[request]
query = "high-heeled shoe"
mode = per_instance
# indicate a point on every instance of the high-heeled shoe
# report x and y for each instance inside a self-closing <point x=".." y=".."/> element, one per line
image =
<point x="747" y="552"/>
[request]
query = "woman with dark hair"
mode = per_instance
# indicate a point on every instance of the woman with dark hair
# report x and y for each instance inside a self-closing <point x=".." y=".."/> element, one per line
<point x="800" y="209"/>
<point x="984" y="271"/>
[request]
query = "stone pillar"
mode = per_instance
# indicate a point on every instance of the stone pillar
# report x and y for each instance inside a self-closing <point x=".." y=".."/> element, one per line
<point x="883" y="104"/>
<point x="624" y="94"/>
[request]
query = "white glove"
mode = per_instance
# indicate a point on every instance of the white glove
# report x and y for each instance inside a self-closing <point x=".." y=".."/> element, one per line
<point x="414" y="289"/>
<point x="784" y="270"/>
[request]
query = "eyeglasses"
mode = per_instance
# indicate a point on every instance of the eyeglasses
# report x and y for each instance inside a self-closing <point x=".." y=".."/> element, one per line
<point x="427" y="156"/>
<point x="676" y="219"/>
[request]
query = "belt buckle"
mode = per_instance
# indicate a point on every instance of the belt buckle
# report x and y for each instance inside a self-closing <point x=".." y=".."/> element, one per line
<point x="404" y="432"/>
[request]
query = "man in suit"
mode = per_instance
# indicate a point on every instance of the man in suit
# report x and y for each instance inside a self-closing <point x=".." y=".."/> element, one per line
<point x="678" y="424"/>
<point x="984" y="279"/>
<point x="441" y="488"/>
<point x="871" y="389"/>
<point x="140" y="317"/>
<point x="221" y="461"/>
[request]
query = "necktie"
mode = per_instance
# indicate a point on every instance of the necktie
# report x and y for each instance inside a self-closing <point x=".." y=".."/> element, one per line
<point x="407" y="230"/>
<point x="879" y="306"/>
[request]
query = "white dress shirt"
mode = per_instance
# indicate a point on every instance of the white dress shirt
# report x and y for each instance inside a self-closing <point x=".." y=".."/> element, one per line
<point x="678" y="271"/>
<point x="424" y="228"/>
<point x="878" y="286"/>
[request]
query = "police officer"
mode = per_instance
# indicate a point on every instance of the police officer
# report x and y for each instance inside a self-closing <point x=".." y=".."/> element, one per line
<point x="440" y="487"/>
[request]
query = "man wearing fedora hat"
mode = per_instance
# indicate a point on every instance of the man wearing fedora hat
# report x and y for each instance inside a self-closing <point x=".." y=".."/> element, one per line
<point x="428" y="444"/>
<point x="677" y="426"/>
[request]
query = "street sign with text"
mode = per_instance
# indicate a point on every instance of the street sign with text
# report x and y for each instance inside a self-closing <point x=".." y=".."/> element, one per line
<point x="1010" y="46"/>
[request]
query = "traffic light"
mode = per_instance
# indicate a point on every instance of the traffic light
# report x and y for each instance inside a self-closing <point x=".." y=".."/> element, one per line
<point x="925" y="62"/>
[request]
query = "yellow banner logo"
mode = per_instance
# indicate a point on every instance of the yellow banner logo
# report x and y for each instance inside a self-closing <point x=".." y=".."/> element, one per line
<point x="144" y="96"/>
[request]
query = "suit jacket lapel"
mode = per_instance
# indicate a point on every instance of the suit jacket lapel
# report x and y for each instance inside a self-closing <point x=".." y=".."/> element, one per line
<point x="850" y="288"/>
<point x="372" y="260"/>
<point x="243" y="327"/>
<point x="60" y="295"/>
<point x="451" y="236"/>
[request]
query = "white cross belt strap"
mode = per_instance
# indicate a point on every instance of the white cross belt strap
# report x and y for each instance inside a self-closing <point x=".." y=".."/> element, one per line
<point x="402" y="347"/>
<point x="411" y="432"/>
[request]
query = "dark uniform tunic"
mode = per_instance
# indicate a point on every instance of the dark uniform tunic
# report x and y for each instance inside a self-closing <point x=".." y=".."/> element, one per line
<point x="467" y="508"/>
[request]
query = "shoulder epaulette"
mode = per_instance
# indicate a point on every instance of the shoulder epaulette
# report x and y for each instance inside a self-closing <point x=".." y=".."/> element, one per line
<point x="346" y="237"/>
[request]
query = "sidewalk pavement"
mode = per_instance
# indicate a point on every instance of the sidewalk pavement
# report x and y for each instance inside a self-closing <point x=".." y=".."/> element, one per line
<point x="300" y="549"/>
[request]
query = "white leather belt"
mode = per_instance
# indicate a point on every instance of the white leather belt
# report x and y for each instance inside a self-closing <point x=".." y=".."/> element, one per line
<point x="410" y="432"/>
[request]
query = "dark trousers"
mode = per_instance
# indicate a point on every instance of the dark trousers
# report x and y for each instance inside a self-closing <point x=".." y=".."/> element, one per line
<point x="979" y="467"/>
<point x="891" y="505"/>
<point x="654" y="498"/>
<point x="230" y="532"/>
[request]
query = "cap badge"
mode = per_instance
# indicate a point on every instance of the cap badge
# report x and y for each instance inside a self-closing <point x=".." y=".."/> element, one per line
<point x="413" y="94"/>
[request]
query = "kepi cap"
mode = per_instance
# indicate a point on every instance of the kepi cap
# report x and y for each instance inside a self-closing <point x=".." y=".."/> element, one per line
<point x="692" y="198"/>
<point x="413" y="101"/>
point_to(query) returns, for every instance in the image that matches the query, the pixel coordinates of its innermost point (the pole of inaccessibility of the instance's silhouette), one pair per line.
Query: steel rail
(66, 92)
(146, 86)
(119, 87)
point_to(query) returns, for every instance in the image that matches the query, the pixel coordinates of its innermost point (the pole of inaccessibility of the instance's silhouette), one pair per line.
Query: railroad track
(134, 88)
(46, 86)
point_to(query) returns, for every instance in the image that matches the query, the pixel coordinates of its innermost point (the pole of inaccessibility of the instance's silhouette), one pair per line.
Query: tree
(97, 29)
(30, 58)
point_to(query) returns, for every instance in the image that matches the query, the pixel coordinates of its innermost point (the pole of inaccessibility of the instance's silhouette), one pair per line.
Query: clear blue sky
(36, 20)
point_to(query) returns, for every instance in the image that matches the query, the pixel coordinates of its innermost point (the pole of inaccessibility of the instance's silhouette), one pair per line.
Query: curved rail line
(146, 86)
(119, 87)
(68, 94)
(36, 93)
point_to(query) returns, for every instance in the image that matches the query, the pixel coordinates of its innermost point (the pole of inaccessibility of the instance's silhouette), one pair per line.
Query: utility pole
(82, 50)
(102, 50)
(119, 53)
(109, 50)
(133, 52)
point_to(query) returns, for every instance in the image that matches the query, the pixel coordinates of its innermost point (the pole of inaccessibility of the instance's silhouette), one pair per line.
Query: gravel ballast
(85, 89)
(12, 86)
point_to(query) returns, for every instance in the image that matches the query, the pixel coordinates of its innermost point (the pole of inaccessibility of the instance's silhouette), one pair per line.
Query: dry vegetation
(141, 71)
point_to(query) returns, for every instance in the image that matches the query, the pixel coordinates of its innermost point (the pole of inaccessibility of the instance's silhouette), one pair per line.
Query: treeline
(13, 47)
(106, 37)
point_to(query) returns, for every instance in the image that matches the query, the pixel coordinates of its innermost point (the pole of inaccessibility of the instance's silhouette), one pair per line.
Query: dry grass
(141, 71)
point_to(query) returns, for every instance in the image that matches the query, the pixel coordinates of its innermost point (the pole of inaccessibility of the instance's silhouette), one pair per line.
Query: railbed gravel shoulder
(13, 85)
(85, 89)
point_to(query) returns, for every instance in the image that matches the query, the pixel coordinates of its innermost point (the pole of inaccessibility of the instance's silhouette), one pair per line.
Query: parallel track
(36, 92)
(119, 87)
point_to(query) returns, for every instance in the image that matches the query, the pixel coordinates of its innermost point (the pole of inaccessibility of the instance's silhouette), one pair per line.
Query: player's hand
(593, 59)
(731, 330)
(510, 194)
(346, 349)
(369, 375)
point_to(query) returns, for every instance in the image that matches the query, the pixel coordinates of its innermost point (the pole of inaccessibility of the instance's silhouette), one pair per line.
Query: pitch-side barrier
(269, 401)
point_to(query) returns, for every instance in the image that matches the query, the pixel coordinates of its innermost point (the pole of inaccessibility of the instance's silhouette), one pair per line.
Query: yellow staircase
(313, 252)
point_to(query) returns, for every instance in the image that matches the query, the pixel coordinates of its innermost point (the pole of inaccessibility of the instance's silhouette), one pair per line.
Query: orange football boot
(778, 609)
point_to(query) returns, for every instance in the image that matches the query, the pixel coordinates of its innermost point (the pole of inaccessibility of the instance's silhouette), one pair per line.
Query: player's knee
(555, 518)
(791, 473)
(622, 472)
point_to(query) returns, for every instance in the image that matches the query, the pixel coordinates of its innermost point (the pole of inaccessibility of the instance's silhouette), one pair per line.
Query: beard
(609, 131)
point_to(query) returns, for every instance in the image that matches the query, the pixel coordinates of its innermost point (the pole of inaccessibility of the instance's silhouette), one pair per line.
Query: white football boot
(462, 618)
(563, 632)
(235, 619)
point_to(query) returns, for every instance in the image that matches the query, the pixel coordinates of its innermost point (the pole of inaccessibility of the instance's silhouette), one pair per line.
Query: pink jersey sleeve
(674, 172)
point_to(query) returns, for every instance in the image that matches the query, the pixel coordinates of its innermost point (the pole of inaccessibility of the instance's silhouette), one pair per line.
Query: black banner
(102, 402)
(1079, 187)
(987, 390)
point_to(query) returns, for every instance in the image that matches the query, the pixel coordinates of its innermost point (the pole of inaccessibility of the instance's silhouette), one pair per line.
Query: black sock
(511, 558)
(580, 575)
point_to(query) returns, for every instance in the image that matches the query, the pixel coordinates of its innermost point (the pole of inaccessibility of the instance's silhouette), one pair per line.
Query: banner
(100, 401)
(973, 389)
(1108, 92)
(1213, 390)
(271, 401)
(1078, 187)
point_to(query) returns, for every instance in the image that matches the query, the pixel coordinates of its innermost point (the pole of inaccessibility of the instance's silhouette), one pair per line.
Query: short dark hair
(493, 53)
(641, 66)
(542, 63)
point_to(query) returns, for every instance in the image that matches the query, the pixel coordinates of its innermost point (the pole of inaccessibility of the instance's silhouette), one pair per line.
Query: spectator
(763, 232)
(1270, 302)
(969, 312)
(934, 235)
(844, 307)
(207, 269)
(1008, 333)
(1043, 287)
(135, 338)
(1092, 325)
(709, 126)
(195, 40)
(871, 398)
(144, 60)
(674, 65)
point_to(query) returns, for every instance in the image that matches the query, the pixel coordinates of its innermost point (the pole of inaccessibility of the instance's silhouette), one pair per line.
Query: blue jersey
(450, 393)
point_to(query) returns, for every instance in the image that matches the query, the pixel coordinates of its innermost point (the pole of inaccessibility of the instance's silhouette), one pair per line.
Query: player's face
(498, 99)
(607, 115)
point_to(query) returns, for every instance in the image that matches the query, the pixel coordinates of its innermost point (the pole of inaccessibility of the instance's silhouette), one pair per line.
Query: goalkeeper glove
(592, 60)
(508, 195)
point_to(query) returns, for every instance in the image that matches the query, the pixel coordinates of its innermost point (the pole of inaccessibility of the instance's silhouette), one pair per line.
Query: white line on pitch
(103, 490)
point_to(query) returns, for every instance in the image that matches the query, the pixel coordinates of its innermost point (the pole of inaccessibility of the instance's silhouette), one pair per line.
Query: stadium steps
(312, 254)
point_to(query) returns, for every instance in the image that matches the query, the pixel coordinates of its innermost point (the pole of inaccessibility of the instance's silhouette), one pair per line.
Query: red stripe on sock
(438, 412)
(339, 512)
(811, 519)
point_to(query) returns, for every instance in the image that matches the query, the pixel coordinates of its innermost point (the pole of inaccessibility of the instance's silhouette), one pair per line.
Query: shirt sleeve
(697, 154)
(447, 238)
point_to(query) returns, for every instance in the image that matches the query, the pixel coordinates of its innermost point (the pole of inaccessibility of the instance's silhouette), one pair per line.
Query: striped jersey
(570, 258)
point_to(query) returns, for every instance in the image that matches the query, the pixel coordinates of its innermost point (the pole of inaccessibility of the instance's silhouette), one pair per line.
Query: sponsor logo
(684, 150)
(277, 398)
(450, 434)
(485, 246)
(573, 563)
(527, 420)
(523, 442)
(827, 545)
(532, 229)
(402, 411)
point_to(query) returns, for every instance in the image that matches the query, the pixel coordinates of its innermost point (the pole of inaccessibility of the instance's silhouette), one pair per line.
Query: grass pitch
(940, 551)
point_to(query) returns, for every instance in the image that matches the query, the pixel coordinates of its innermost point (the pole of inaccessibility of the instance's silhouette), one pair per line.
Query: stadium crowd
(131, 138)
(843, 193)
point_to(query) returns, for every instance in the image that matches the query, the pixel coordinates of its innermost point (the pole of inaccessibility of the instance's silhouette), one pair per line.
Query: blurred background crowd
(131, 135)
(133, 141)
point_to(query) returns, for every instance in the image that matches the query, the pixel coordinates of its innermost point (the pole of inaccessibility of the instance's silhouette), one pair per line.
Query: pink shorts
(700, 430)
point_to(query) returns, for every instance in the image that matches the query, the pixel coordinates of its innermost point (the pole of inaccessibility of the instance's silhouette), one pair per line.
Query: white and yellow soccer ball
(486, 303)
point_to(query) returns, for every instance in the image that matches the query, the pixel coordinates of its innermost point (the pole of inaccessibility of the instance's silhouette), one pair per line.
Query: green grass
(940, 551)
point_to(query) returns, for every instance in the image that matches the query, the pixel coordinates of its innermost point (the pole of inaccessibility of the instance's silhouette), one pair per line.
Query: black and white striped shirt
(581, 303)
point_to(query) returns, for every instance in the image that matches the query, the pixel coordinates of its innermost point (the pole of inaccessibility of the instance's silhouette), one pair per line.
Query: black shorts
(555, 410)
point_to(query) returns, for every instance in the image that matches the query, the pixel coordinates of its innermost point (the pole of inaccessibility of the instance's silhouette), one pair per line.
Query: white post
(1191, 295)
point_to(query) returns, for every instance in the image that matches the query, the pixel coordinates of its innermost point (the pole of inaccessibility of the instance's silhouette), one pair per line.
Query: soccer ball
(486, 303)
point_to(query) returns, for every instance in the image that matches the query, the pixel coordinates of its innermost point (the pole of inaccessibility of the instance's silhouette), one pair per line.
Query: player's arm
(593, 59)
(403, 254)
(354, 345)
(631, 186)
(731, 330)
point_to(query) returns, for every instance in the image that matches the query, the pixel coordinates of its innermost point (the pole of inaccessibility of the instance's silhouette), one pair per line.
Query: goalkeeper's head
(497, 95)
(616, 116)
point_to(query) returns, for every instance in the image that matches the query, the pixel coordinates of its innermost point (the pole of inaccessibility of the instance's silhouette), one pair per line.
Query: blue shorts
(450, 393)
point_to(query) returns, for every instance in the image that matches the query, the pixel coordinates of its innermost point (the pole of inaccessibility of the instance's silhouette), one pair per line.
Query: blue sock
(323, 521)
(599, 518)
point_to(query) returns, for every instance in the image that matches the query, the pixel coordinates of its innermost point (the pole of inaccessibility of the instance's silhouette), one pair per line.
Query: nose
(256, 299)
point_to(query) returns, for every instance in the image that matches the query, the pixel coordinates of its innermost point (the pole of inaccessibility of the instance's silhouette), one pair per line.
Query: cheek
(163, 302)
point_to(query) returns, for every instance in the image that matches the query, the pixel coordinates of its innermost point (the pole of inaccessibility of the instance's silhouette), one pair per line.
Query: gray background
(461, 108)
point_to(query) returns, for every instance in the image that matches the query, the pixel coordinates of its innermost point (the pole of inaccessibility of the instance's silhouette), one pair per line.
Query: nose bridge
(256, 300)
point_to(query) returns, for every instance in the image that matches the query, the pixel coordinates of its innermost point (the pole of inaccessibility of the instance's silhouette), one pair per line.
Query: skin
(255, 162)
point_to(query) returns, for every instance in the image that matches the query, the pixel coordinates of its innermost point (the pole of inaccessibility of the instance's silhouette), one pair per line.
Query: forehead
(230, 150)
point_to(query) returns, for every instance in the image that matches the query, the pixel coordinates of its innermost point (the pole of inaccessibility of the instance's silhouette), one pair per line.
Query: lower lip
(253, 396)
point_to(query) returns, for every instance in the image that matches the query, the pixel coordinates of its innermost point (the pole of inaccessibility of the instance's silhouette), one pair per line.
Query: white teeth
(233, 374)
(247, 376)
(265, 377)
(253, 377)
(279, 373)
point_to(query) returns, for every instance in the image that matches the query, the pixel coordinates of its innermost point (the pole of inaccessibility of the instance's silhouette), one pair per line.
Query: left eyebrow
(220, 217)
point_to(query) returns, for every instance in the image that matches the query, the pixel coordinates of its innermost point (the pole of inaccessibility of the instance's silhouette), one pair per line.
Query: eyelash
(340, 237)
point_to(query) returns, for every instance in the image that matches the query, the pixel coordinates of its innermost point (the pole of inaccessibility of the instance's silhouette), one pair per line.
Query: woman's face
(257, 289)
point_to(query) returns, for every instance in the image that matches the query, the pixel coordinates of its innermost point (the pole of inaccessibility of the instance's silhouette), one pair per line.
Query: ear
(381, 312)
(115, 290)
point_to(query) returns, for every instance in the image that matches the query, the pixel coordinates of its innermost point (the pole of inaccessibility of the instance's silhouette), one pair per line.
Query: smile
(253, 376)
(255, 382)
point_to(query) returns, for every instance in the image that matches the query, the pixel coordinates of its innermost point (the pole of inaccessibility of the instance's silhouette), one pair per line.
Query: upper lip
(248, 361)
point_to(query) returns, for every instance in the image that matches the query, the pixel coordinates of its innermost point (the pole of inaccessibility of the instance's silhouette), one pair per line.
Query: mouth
++++++++++++++++++++
### EXERCISE DIRECTIONS
Show each line in the data where the string "pillar" appears.

### OUTPUT OF THE TASK
query = "stone pillar"
# indicate a point on every instance of the stone pillar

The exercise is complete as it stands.